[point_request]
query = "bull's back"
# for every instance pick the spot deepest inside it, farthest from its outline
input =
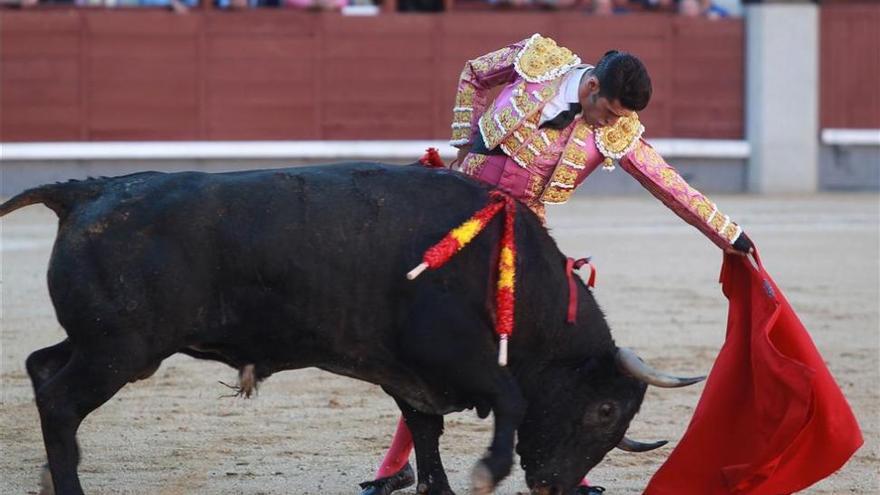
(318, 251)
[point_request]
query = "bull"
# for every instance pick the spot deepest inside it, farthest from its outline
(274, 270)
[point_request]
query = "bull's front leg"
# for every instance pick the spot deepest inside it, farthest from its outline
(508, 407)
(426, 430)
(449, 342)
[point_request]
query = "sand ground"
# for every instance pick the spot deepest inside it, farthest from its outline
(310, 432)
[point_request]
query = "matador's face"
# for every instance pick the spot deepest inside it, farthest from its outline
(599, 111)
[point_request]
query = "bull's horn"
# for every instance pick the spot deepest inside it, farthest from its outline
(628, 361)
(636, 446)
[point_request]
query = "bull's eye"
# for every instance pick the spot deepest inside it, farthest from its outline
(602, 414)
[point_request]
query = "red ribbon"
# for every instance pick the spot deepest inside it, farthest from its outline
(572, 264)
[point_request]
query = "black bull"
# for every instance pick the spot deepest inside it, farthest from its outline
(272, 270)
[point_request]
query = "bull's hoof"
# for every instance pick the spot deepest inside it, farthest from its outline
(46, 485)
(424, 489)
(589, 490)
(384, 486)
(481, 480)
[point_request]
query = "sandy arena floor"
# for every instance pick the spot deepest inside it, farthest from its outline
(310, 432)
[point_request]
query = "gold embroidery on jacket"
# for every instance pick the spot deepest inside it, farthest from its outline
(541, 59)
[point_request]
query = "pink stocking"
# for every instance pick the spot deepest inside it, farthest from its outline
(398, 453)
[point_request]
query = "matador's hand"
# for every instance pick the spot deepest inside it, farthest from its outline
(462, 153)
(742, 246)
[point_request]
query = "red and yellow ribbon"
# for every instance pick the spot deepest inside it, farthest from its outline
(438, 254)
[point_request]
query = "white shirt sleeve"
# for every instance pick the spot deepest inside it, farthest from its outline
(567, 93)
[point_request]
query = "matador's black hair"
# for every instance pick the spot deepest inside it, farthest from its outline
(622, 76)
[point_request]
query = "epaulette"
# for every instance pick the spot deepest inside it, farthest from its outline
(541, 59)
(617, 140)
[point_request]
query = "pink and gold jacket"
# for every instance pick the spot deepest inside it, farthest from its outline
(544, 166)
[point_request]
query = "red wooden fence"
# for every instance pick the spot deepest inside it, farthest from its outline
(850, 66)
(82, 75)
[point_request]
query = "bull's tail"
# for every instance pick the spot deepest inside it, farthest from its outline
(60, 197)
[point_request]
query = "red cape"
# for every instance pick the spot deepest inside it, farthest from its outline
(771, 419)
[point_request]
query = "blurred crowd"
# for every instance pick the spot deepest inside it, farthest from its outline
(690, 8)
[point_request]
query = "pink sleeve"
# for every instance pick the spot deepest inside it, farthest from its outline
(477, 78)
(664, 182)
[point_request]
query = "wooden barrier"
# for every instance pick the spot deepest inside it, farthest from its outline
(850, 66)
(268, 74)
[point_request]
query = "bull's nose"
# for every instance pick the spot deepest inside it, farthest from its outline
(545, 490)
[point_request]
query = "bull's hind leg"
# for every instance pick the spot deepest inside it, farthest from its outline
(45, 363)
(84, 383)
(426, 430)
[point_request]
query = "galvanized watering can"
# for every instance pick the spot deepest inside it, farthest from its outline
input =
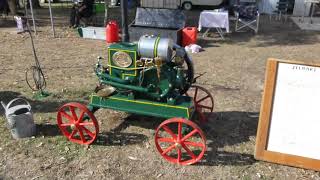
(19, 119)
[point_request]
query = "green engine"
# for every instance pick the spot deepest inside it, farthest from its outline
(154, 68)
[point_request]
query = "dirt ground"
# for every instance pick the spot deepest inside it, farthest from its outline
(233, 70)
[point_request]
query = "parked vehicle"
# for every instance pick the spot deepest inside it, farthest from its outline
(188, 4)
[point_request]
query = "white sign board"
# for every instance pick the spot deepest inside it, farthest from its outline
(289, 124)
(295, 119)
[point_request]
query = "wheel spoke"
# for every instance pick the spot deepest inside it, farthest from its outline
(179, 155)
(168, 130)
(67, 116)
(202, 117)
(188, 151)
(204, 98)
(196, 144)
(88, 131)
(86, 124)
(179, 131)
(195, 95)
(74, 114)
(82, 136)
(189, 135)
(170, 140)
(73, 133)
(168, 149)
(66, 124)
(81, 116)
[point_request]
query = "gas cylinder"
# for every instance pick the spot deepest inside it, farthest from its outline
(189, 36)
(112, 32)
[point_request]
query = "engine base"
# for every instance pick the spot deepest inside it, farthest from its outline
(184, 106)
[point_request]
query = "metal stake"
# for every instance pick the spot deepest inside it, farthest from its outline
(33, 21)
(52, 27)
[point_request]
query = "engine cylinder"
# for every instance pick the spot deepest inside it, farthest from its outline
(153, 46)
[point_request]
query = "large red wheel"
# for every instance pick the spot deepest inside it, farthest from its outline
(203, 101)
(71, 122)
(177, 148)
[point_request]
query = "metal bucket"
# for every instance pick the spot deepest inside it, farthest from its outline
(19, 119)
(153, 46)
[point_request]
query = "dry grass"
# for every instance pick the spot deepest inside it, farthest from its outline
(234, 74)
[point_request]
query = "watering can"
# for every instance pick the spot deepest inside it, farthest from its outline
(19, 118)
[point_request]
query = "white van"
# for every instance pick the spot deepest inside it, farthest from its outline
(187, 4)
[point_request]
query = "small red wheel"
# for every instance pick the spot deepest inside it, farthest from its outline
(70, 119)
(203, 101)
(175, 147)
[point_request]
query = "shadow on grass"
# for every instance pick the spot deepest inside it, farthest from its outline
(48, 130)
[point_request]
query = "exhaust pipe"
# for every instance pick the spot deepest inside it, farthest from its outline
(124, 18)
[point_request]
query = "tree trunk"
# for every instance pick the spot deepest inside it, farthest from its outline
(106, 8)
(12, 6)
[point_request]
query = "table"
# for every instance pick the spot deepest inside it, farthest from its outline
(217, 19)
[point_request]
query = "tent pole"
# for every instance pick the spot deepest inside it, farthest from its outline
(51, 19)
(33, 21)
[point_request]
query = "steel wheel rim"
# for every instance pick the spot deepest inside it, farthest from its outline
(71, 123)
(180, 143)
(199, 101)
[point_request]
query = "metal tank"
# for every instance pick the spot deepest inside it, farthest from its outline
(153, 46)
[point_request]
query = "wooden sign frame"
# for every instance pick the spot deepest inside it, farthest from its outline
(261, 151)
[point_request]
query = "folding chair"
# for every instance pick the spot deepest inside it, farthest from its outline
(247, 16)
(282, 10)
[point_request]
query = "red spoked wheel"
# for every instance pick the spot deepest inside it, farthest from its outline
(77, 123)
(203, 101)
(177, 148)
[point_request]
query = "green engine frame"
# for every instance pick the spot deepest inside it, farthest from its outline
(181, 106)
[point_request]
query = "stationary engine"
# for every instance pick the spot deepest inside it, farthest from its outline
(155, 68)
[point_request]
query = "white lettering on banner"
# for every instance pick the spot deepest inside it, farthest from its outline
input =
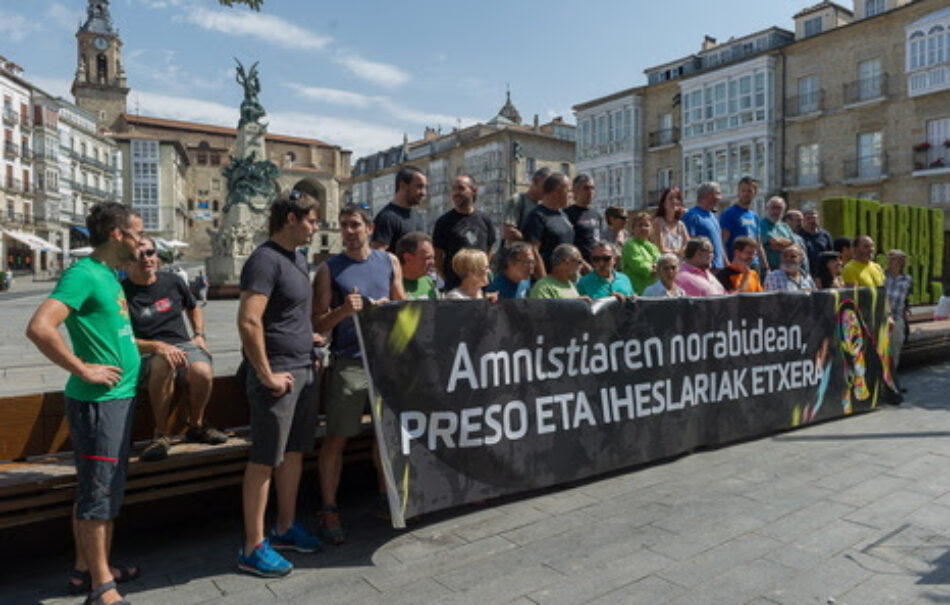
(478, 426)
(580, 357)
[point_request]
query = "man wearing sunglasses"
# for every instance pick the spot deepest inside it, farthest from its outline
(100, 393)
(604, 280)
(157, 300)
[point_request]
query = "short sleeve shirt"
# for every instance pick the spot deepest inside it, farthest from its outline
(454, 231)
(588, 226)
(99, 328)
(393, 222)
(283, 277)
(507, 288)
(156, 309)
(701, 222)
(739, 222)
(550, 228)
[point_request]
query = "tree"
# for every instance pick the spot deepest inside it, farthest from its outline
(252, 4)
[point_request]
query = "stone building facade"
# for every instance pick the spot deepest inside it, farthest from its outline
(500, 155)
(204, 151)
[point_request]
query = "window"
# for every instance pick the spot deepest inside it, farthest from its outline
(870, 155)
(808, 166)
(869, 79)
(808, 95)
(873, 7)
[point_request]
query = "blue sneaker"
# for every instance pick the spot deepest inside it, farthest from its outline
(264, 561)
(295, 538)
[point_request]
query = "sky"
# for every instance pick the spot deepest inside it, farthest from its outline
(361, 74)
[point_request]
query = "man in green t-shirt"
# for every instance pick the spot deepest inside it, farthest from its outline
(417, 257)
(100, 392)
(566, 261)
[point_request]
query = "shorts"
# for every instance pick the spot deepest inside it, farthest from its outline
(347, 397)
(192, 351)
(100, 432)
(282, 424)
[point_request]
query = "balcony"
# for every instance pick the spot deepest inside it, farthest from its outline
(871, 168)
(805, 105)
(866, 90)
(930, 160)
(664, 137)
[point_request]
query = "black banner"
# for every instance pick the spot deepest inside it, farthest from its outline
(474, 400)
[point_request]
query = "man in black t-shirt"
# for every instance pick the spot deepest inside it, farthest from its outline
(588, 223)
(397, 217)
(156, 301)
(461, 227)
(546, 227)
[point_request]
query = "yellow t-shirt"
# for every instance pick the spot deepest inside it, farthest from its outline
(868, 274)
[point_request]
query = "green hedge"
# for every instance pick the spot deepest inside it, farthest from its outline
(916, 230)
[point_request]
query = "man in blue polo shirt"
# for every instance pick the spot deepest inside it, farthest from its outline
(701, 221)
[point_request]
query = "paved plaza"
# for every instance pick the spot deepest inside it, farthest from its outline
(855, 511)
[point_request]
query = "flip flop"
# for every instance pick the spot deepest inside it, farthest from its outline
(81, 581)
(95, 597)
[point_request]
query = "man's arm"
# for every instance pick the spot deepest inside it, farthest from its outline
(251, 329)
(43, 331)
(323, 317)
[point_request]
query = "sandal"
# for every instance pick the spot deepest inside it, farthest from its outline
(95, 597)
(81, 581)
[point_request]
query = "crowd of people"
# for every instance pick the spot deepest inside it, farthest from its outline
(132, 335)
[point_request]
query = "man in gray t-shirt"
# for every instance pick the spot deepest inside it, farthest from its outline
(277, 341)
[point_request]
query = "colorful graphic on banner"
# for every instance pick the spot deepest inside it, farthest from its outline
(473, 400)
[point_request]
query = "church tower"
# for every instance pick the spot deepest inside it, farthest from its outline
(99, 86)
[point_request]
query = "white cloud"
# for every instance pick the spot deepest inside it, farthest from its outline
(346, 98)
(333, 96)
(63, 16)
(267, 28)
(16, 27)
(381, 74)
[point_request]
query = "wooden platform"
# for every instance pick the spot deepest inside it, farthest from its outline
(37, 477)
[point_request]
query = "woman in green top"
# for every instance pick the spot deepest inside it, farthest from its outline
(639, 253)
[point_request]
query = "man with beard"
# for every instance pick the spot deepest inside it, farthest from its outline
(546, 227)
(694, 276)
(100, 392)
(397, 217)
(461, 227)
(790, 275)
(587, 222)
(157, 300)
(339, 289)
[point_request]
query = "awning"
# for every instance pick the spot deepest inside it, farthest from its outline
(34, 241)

§ What the task requires
If a line in the entries contains "white", copy it.

§ Exercise output
query = "white shirt sleeve"
query = "white sign board"
query = "white van"
query = "white lettering on banner"
query = "white cloud"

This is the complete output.